**Given passage**
Provider	Default Model	Notes
Ollama	`qwen3:32b`	Requires Ollama installed, models pulled locally
Llama.cpp	`unsloth/Qwen3-32B-GGUF`	Auto-downloads models on first use

Recommended local models:

General purpose: qwen3:32b, llama3.3:70b, qwen3:30b-a3b, nemotron-3-nano:30b
Coding: qwen3-coder:32b, qwen2.5-coder:32b
Reasoning: nemotron-3-nano:30b

Router / Gateway providers¶

Provider	Purpose	Setup
AWS Bedrock	Gateway to Anthropic, Meta, Mistral, Amazon models	Installation guide
LiteLLM	Router for 100+ models across all providers	Installation guide

AWS Bedrock options:

AnthropicBedrock - Optimized for Claude models using Anthropic's SDK
Bedrock - Universal access to all Bedrock models (Claude, Llama, Mistral, Titan, etc.)

Advanced configuration¶

Custom endpoints¶

Override default API endpoints:

Custom endpoint

llm = lmai.llm.OpenAI(
    api_key='...',
    endpoint='https://your-custom-endpoint.com/v1'
)

**Problems to work on**
• 1. In the provider documentation, what is the default model for the Llama.cpp provider?
• 2. Summarize the provider documentation in two sentences.
• 3. Revise the part of the provider documentation that opens with the words containing "AnthropicBedrock - Optimized" and closes with "Mistral, Titan, etc.)", putting "Tailored" in place of "Optimized".

(Image-grounded pointing data)

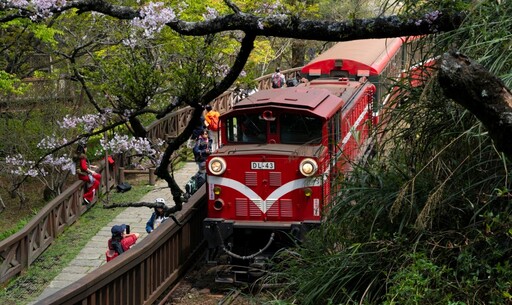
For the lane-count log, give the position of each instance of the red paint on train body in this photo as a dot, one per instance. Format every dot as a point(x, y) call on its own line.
point(283, 152)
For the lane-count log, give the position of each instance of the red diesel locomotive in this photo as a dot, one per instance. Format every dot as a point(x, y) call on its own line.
point(282, 152)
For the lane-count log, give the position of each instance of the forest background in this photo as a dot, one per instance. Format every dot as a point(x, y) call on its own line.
point(413, 224)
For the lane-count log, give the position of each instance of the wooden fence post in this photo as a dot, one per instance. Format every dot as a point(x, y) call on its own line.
point(152, 178)
point(121, 175)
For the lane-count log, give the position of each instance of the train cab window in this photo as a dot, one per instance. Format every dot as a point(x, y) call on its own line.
point(300, 129)
point(247, 128)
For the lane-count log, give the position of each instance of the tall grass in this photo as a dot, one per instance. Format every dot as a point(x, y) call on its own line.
point(427, 220)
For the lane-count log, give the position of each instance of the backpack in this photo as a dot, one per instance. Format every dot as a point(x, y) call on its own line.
point(214, 125)
point(277, 81)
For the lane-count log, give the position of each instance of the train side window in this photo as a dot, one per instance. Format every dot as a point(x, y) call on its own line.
point(300, 129)
point(254, 129)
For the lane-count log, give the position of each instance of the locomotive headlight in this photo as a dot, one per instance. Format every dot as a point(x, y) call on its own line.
point(308, 192)
point(216, 190)
point(217, 165)
point(308, 167)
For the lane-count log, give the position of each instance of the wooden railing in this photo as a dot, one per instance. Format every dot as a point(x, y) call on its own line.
point(18, 251)
point(143, 273)
point(21, 249)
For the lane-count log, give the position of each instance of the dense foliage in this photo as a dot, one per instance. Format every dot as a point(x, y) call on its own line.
point(428, 220)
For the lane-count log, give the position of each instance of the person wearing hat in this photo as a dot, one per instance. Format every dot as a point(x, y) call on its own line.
point(211, 121)
point(86, 174)
point(157, 217)
point(121, 241)
point(202, 149)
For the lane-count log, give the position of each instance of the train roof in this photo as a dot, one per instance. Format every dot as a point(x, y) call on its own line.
point(322, 102)
point(359, 57)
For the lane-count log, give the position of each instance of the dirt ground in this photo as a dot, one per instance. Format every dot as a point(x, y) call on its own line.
point(199, 288)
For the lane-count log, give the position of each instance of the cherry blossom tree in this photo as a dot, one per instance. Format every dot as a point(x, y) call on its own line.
point(149, 19)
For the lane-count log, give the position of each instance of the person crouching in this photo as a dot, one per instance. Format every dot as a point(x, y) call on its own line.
point(122, 240)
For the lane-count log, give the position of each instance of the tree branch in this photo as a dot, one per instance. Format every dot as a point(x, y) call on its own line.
point(472, 86)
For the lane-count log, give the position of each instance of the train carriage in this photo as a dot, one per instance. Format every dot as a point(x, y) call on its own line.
point(283, 151)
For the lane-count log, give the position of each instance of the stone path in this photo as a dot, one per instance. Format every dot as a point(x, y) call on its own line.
point(93, 254)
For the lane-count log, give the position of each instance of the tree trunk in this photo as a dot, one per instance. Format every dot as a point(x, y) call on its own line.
point(485, 95)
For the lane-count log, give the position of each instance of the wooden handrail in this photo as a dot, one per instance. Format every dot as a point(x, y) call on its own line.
point(18, 251)
point(141, 274)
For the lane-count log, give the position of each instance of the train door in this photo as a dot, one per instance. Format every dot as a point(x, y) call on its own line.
point(335, 152)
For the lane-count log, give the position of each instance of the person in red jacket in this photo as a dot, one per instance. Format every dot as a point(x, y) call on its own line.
point(122, 240)
point(211, 121)
point(86, 174)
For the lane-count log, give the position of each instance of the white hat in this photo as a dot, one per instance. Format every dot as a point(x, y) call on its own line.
point(160, 200)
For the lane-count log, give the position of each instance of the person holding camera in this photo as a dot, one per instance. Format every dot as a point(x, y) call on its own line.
point(202, 149)
point(122, 240)
point(157, 217)
point(86, 173)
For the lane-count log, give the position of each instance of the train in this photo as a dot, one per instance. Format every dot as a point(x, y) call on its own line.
point(283, 153)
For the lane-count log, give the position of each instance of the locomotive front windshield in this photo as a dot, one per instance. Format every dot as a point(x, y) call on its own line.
point(285, 128)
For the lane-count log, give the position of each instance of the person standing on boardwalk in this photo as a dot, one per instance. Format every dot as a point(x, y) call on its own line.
point(202, 149)
point(278, 79)
point(86, 174)
point(157, 217)
point(121, 241)
point(211, 121)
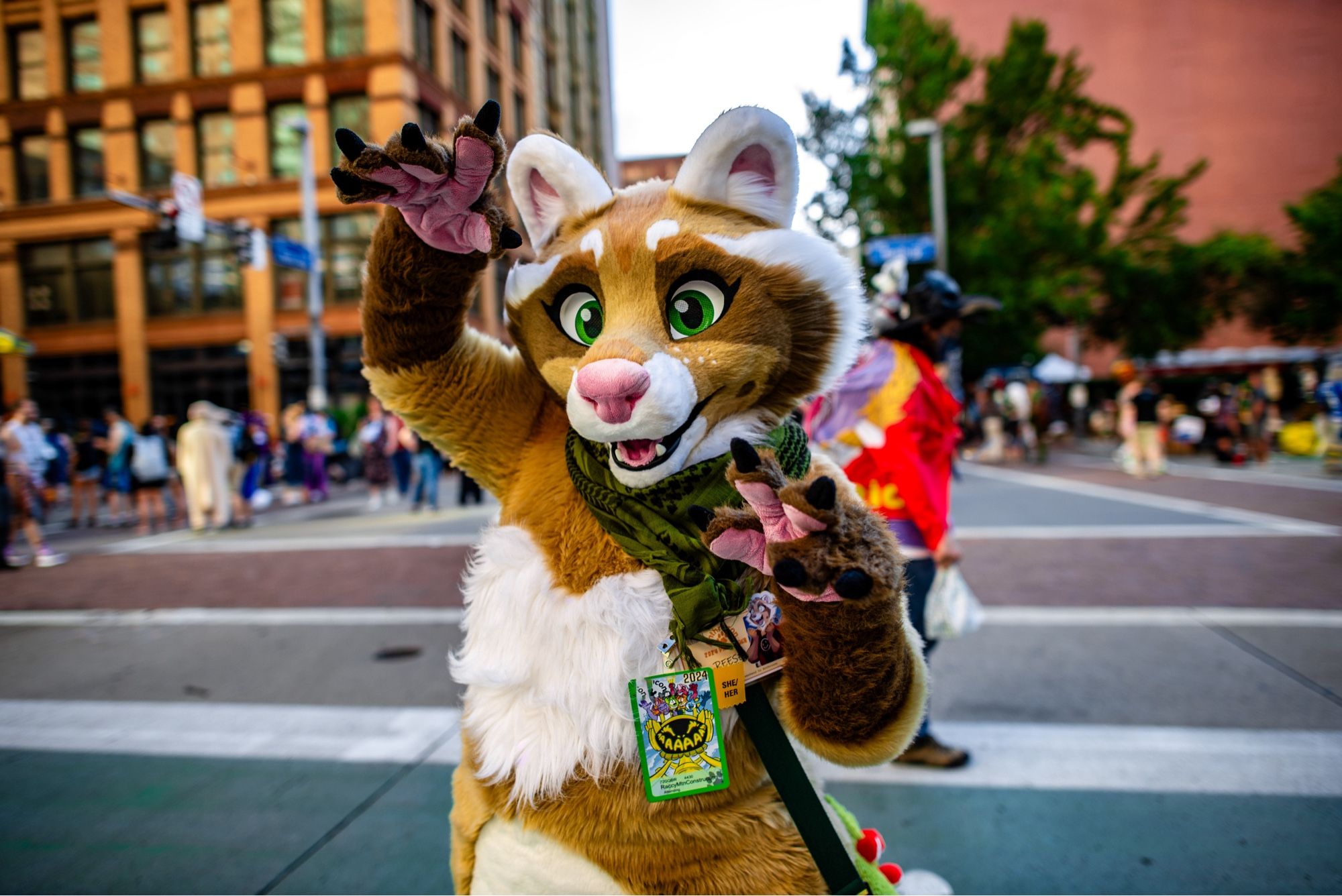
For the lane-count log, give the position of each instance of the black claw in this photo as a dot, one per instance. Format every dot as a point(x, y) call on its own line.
point(790, 573)
point(854, 585)
point(822, 494)
point(701, 517)
point(347, 183)
point(351, 144)
point(488, 119)
point(413, 137)
point(747, 458)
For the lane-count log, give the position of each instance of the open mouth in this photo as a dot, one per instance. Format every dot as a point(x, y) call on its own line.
point(646, 454)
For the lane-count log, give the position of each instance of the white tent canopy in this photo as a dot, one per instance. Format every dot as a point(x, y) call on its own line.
point(1055, 368)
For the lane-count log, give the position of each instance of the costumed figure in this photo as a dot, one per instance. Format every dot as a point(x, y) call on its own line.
point(892, 425)
point(662, 335)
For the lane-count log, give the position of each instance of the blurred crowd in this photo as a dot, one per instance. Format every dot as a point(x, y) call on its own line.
point(211, 471)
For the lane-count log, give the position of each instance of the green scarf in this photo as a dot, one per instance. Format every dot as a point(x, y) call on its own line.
point(653, 525)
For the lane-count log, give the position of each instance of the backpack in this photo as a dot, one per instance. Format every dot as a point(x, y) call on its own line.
point(151, 459)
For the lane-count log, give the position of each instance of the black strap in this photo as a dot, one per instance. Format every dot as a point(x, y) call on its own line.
point(802, 800)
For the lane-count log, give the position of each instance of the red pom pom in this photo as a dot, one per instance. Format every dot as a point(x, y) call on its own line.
point(872, 844)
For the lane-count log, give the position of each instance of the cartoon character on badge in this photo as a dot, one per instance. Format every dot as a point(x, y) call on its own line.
point(764, 638)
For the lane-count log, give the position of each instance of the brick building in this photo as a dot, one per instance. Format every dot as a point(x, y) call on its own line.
point(119, 95)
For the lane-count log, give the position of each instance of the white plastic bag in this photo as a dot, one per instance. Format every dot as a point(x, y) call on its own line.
point(952, 608)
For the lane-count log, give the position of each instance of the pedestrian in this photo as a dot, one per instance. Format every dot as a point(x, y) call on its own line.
point(292, 433)
point(205, 457)
point(26, 457)
point(900, 454)
point(117, 477)
point(150, 466)
point(429, 469)
point(319, 439)
point(402, 445)
point(374, 439)
point(1149, 443)
point(89, 461)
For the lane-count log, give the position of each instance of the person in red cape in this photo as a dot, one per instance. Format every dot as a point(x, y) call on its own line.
point(893, 427)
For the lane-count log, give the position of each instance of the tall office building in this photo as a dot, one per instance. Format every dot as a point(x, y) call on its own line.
point(103, 96)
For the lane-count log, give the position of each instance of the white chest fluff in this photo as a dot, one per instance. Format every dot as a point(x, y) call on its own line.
point(546, 671)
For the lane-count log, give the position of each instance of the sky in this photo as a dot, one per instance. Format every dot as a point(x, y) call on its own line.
point(677, 65)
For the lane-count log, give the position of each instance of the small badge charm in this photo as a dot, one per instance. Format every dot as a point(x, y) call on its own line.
point(680, 734)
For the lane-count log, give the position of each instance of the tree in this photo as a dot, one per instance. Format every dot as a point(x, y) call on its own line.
point(1047, 207)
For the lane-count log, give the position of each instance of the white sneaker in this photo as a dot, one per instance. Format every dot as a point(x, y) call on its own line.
point(48, 557)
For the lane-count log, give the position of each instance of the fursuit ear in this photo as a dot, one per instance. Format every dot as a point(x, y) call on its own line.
point(745, 160)
point(552, 182)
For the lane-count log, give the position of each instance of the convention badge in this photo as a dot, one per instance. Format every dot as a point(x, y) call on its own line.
point(680, 734)
point(756, 631)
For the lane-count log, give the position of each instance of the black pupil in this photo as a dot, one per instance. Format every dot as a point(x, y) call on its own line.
point(693, 316)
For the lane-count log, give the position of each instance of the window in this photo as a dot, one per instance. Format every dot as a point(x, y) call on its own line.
point(430, 120)
point(33, 178)
point(348, 112)
point(154, 46)
point(344, 29)
point(287, 144)
point(210, 40)
point(344, 243)
point(516, 41)
point(193, 278)
point(426, 37)
point(68, 282)
point(461, 68)
point(519, 116)
point(29, 64)
point(493, 89)
point(215, 148)
point(285, 33)
point(84, 56)
point(158, 154)
point(491, 13)
point(87, 162)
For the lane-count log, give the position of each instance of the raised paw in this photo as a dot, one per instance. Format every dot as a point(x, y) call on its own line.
point(819, 543)
point(441, 191)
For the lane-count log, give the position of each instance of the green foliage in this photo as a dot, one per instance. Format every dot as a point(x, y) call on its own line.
point(1047, 207)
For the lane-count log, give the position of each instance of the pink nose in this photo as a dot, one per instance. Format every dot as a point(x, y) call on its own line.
point(613, 387)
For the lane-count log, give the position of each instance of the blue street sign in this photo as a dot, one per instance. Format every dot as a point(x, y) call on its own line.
point(291, 254)
point(917, 249)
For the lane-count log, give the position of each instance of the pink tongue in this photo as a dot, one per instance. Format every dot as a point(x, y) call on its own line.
point(639, 451)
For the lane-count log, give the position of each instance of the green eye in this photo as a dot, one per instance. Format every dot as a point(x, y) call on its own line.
point(694, 308)
point(580, 317)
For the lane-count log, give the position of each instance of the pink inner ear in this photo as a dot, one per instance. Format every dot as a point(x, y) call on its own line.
point(541, 187)
point(755, 160)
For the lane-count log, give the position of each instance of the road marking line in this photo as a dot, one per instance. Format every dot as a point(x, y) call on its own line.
point(317, 616)
point(191, 544)
point(226, 730)
point(1160, 616)
point(1219, 474)
point(1285, 525)
point(1018, 756)
point(1127, 759)
point(240, 616)
point(1123, 532)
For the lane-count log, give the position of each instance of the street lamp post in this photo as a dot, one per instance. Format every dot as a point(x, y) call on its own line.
point(316, 335)
point(937, 175)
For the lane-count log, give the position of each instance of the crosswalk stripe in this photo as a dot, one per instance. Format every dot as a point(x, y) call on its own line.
point(1014, 756)
point(1019, 616)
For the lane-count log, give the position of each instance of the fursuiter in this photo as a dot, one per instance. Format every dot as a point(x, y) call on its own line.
point(664, 332)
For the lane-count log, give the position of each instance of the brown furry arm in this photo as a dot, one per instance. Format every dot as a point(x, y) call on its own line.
point(856, 685)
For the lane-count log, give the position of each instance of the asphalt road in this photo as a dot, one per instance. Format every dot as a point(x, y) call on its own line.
point(1153, 704)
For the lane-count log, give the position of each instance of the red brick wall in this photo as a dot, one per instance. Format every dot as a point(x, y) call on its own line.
point(1255, 87)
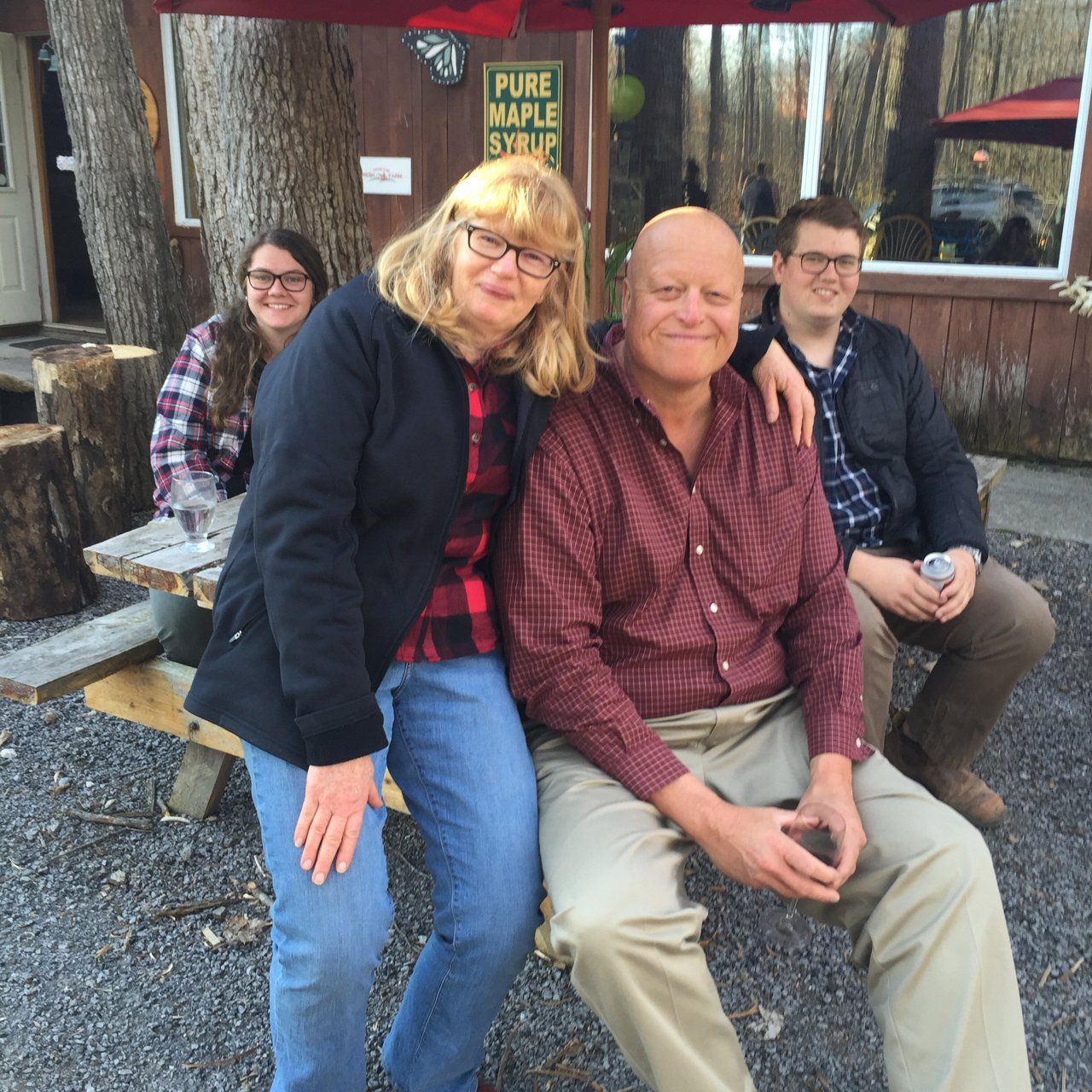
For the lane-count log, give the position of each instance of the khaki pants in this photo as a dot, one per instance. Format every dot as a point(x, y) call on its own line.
point(1002, 634)
point(923, 911)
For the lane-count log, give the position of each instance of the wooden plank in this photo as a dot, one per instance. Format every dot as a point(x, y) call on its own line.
point(155, 556)
point(80, 655)
point(894, 309)
point(205, 585)
point(152, 694)
point(1049, 363)
point(1006, 373)
point(966, 365)
point(1077, 435)
point(928, 331)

**Per-task answers**
• 1. unsloth/Qwen3-32B-GGUF

• 2. Ollama and Llama.cpp are listed as local providers with default models, and recommended local models are named for general purpose, coding, and reasoning. AWS Bedrock and LiteLLM are described as router or gateway providers, and default API endpoints can be overridden with a custom endpoint.

• 3.
AnthropicBedrock - Tailored for Claude models using Anthropic's SDK
Bedrock - Universal access to all Bedrock models (Claude, Llama, Mistral, Titan, etc.)